Die von Lauterbach empfohlenen Vorhaltekosten sollen zwar unabhängig von der Zahl der Behandlungsfälle an die Kliniken gehen, dennoch sollen sie davon abhängen, wie gut, letztlich wie pannenfrei die Behandlungen an der jeweiligen Klinik im Schnitt laufen.

Intensivmediziner Weimann sagt dazu, dass „valide Kriterien“ zur Messung der Behandlungsqualität nur für wenige Disziplinen vorlägen. Eine „rechtssichere Umsetzung“ der Lauterbach-Pläne sei damit zumindest fraglich.

Ohne mehr Eigenverantwortung und eigene Leistungsbereitschaft wird es nicht gehen. Es braucht einen Basistarif. Wer besser versorgt werden will, muss tiefer in die Tasche greifen.

Schreibt Community-Mitglied Sehende

Die Vorschläge zur Reform der deutschen Krankenhäuser seien nur ein erster Schritt für eine Neuausrichtung des Gesundheitssystems, die Pläne Lauterbachs „mutig“, in der aktuellen Lage aber auch eine „Notfallmaßnahme“. Das sagte der Versorgungsforscher und Ex-Präsident der Medizinischen Hochschule Brandenburg, Edmund Neugebauer, der Deutschen Presse-Agentur.

„Das System steht aber vor einer Explosion, wenn man da nicht weitermacht“, wird Wissenschaftler Neugebauer zitiert. Lauterbach sei der erste Bundesminister, der in den letzten 20 Jahren signifikante Veränderungen einleite. Diese verdienten Unterstützung.

Die Kosten im deutschen Gesundheitswesen steigen wie berichtet stetig, was mit der alternden Bevölkerung aber auch dem Wettbewerb um gut bezahlte Eingriffe zu tun hat.

Positiv hatten auch Berliner Krankenhausmanager auf Lauterbachs Plan reagiert, wenngleich man die Details der gewünschten Reform abwarten müsse. Gesundheitssenatorin Ulrike Gote (Grüne) sagte, sie unterstütze die Pläne – mahnt aber, die Autonomie der Bundesländer in der Krankenhausplanung zu berücksichtigen.

Eine Reform durch den Bund sei „dringend notwendig und lange überfällig“, sagte Gote vor einigen Tagen. „In welcher Situation sich die Berliner Krankenhäuser befinden, wird in der aktuellen Situation der Pädiatrien besonders deutlich.“ In den Kinderkliniken gibt es in der aktuellen RSV- und Grippewelle kaum noch freie Betten.

^^^^^^^^

### Aufgabenstellung
Schreiben Sie aus dem Text zur Krankenhausreform die Passage wortgetreu ab, die mit „Die Kosten im“ beginnt und bis einschließlich „noch freie Betten.“ reicht.

^^^^^^^^

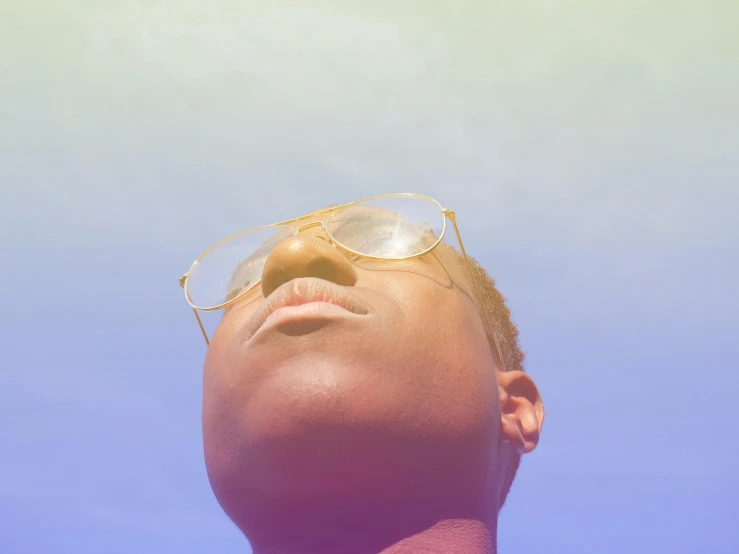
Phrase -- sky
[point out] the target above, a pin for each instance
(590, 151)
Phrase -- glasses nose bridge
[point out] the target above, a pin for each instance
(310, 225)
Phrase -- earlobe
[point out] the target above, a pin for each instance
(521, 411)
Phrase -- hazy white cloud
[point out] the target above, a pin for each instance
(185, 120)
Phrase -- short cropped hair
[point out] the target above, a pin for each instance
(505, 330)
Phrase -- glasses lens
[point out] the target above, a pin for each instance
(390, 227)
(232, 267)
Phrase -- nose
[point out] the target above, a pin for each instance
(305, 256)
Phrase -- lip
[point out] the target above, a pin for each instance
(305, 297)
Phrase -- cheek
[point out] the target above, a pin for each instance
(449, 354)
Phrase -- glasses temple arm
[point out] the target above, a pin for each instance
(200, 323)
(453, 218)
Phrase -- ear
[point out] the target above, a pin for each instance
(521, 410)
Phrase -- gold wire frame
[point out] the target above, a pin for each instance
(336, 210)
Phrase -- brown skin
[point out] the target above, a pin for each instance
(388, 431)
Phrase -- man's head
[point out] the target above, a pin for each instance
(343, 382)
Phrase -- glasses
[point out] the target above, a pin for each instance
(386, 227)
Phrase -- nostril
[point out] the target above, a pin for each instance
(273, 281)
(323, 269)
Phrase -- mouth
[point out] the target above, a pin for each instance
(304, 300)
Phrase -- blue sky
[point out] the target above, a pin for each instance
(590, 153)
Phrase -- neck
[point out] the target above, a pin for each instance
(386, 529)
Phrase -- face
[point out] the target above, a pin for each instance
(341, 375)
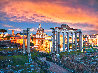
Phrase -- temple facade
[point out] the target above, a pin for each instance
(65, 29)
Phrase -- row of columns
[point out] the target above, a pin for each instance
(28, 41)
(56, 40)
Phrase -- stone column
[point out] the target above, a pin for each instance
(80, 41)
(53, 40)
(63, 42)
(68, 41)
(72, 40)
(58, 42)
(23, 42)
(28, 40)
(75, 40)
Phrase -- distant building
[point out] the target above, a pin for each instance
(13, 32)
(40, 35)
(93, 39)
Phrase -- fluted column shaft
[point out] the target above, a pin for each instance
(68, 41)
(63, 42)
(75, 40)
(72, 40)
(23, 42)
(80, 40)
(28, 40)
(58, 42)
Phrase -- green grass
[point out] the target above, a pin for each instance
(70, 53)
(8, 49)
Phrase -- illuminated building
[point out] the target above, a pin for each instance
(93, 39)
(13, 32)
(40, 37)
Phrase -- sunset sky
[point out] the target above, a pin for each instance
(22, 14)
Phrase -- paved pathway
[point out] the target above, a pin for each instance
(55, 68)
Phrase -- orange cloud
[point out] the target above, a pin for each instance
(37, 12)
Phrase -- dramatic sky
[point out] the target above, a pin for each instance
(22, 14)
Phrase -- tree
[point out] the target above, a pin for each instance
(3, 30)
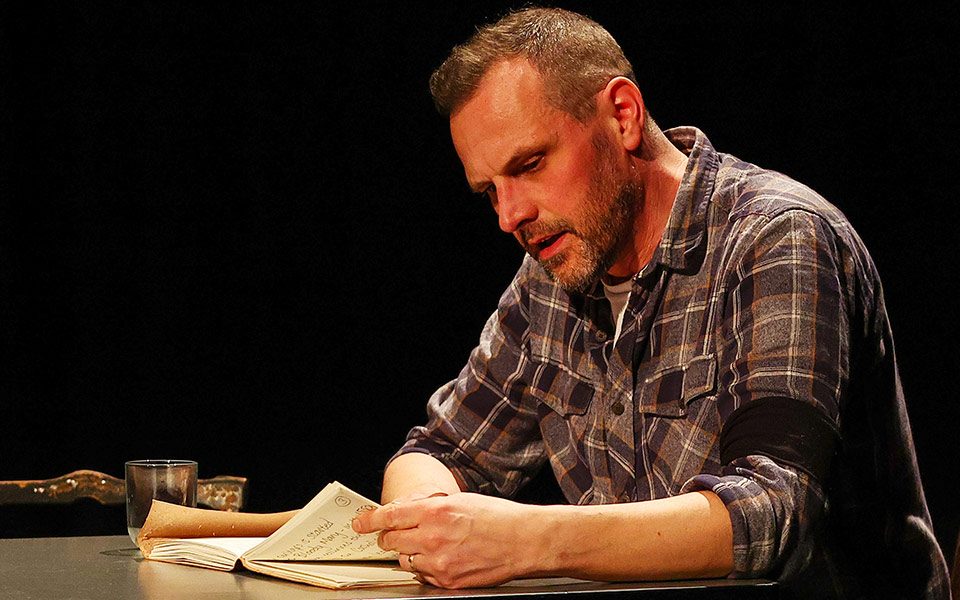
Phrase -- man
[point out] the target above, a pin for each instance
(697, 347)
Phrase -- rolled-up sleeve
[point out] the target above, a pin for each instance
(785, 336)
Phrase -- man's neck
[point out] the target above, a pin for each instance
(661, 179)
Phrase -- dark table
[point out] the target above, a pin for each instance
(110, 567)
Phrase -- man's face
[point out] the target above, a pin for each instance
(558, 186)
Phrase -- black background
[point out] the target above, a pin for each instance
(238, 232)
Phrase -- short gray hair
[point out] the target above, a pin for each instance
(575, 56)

^^^^^^^^

### Gelöste Aufgabe
Die Kosten im deutschen Gesundheitswesen steigen wie berichtet stetig, was mit der alternden Bevölkerung aber auch dem Wettbewerb um gut bezahlte Eingriffe zu tun hat.

Positiv hatten auch Berliner Krankenhausmanager auf Lauterbachs Plan reagiert, wenngleich man die Details der gewünschten Reform abwarten müsse. Gesundheitssenatorin Ulrike Gote (Grüne) sagte, sie unterstütze die Pläne – mahnt aber, die Autonomie der Bundesländer in der Krankenhausplanung zu berücksichtigen.

Eine Reform durch den Bund sei „dringend notwendig und lange überfällig“, sagte Gote vor einigen Tagen. „In welcher Situation sich die Berliner Krankenhäuser befinden, wird in der aktuellen Situation der Pädiatrien besonders deutlich.“ In den Kinderkliniken gibt es in der aktuellen RSV- und Grippewelle kaum noch freie Betten.